Coordinate annotation entries:
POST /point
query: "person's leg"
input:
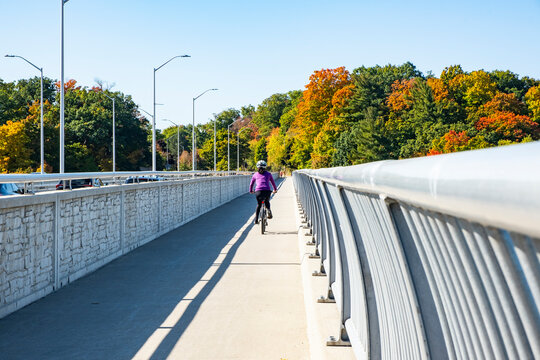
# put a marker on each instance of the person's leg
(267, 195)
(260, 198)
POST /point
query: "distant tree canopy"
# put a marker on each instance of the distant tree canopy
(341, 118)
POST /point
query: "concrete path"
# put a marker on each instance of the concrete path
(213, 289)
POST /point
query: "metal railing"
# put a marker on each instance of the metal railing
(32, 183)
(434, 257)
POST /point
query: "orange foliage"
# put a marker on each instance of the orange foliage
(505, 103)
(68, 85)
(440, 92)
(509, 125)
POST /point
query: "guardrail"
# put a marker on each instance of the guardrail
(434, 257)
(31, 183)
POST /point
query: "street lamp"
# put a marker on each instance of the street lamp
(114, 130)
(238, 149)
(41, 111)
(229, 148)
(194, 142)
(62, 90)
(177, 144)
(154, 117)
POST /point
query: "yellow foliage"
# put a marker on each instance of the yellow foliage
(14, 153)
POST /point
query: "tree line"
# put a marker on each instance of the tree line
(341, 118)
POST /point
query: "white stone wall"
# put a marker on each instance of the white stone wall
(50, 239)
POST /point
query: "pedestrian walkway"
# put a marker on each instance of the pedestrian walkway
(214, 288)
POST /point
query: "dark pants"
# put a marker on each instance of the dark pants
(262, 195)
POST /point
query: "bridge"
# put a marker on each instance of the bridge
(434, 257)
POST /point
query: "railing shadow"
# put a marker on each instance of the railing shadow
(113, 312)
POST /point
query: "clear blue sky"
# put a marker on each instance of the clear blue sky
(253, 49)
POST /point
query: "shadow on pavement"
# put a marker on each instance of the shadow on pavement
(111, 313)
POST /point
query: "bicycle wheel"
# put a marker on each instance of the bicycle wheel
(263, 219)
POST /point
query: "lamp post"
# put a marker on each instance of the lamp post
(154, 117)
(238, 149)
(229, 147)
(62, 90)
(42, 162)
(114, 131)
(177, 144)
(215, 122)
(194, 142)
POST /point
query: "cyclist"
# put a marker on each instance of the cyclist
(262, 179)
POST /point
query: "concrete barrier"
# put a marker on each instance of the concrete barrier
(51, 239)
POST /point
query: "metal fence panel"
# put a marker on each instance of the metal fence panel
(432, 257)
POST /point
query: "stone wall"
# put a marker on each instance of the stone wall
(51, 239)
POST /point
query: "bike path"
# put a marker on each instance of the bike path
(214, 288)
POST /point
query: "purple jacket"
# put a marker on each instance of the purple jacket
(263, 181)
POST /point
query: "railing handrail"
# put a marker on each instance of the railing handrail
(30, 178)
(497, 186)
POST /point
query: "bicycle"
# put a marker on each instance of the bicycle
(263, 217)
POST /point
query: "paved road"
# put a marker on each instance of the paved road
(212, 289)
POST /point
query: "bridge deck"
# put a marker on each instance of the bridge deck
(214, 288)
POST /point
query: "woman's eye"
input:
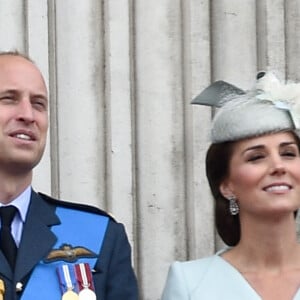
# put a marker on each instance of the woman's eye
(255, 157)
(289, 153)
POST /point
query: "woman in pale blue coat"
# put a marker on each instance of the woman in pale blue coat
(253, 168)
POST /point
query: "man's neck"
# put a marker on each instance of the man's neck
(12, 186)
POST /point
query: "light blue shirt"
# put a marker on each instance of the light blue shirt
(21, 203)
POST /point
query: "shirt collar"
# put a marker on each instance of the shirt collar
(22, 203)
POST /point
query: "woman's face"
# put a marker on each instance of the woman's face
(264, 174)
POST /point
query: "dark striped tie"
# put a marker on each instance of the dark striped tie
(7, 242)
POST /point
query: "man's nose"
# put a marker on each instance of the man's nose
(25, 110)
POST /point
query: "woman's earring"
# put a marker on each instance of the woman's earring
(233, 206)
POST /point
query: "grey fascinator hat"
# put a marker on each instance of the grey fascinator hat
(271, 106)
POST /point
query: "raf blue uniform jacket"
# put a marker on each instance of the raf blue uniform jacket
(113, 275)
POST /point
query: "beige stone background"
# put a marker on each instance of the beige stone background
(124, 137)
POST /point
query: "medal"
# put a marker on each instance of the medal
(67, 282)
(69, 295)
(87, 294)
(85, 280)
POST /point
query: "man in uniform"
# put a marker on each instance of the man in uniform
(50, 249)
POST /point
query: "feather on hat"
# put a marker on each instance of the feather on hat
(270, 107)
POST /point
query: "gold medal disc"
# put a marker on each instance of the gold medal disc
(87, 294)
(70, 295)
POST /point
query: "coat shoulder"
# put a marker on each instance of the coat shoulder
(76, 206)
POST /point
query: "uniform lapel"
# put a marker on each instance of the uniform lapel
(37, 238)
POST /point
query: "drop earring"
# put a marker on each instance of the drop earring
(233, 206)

## CHALLENGE
Which lines in the records above contain the string "grey"? Pull out every one of them.

## RESPONSE TO THE TASK
query: "grey fascinator hat"
# put a marker on each instance of the grey fascinator hat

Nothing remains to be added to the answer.